### Task requirements:
Convert the lines of the items into a Markdown table with the columns "No." and "Line", leaving out any blank lines. Begin at the line that has "Place one marker on each instance of the eyeglass frame." and stop after the last line of the items.

Rows from a dataset
————————

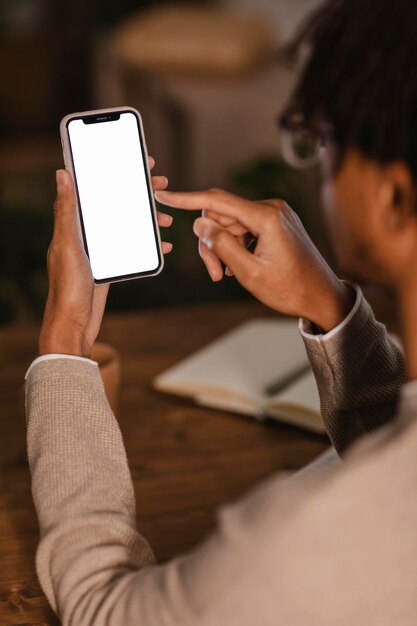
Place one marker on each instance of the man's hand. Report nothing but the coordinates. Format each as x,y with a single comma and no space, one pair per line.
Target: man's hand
75,305
286,272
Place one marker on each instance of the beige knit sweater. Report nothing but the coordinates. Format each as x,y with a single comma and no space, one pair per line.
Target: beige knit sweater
334,550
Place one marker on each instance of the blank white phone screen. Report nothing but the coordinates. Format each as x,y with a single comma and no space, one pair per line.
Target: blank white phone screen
114,197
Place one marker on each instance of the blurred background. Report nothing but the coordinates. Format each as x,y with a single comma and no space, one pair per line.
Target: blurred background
205,77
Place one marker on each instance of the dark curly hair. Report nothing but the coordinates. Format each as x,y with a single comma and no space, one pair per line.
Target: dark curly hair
361,76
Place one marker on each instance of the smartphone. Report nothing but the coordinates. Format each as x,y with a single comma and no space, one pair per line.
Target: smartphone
105,152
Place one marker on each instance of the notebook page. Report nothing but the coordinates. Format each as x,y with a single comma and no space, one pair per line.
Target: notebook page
240,363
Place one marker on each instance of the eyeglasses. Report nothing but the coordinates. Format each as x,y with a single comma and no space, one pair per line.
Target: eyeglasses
302,145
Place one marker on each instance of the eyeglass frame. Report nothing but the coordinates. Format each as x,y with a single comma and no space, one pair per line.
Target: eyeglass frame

————————

### Response for this exercise:
| No. | Line |
|---|---|
| 1 | Place one marker on each instance of the eyeglass frame. Report nothing but the coordinates. Format each as x,y with a single comma and no space, one pair per line. |
| 2 | Target: eyeglass frame |